:: QUELLTEXT ::
========================================================================
Aber:optisch schon geil!

mfg lunar19


----------



## meratheus (9. Juli 2011)

*AW: GTX 570+EKL Alpenföhn Peter+Thermalright G2+Grundplatte*

Danke lunar19 

Notwendig ist sie schon, wenn man seine VGA mit Spannungsanhebeung übertakten möchte und gleichzeitig eine weit aus leisere und leistungsstärkere Kühlungslösung sucht.
Passiv gekühlt wird zur Zeit nur der Thermalright G2. Dieser wird aber bald durch 1x80mm BeQuiet SilentWing UCS 80x80 aktiv gekühlt. Der Peter wird von 2x120mm BeQuiet SilentWing UCS aktiv gekühlt.

MfG Meratheus


----------



## _chris_ (9. Juli 2011)

*AW: GTX 570+EKL Alpenföhn Peter+Thermalright G2+Grundplatte*

Sieht echt klasse aus , wenn du mal die Temps getestet hast dann poste sie bitte mal hier .


----------



## meratheus (9. Juli 2011)

*AW: GTX 570+EKL Alpenföhn Peter+Thermalright G2+Grundplatte*

Danke Chris

Bei 25 Grad Celcius Umgebungstemperatur und einer Lüfterdrehzahl von 2x1500rpm wird die GPU (GPU900MHz/Shader1800MHz/1.1V VID) 64 Grad Celcius warm. Die Spawas heizen sich auf 84 Grad Celcius bei passiver Kühlung des G2 auf (gemessen PCB-Rückseite mit IF-Thermometer).
========================================================================
:: AUSZUG DATENSATZ ::
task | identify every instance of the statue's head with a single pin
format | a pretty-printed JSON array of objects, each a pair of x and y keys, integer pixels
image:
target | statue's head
========================================================================
:: ZU LÖSENDE AUFGABEN ::
**1.** Von welchen Lüftern wird der Peter laut dem Quelltext über die Kühlung der GTX 570 aktiv gekühlt?
**2.** Gib den Absatz des Quelltexts über die Kühlung der GTX 570, der mit „Bei 25 Grad Celcius Umgebungstemperatur“ beginnt, als knappe Liste wieder und behalte dabei seine wesentlichen Angaben bei.
**3.** Führe den Quelltext über die Kühlung der GTX 570 im Anschluss an seinen letzten Satz weiter.
Die Zeilen sind eigenständiges Material und gehören nicht zum Quelltext.

:: ERGEBNISSE ::
**1.** Von zwei 120-mm-Lüftern vom Typ BeQuiet SilentWing UCS.

**2.**
- Umgebungstemperatur: 25 Grad Celsius
- Lüfterdrehzahl: 2 x 1500 rpm
- GPU (900 MHz GPU-Takt, 1800 MHz Shadertakt, 1,1 V VID): 64 Grad Celsius
- Spannungswandler bei passiver Kühlung des G2: 84 Grad Celsius, gemessen mit einem IF-Thermometer auf der PCB-Rückseite

**3.**
Die Temperaturwerte mit aktiv gekühlten G2 folgen Ende nächster Woche. 

MfG Meratheus


----------



## _chris_ (9. Juli 2011)

*AW: GTX 570+EKL Alpenföhn Peter+Thermalright G2+Grundplatte*

Weist du wie hoch deine Casetemp ist?


----------



## meratheus (9. Juli 2011)

*AW: GTX 570+EKL Alpenföhn Peter+Thermalright G2+Grundplatte*

Zu dem Zeitpunkt pendelte sie zwischen 27 und 28 Grad Celcius laut NesteQ MaxZero. Die Temperatursensoren befinden sich im 5.25" Rahmen unter meiner ODD.


----------



## _chris_ (9. Juli 2011)

*AW: GTX 570+EKL Alpenföhn Peter+Thermalright G2+Grundplatte*

Die GPU Temp ist echt gut, und das mit den Spawas wird auch wenn sie endlich aktiv gekühlt werden. Du könntest noch ein bisschen Undervolten, vllt. geht da noch was .


----------



## meratheus (9. Juli 2011)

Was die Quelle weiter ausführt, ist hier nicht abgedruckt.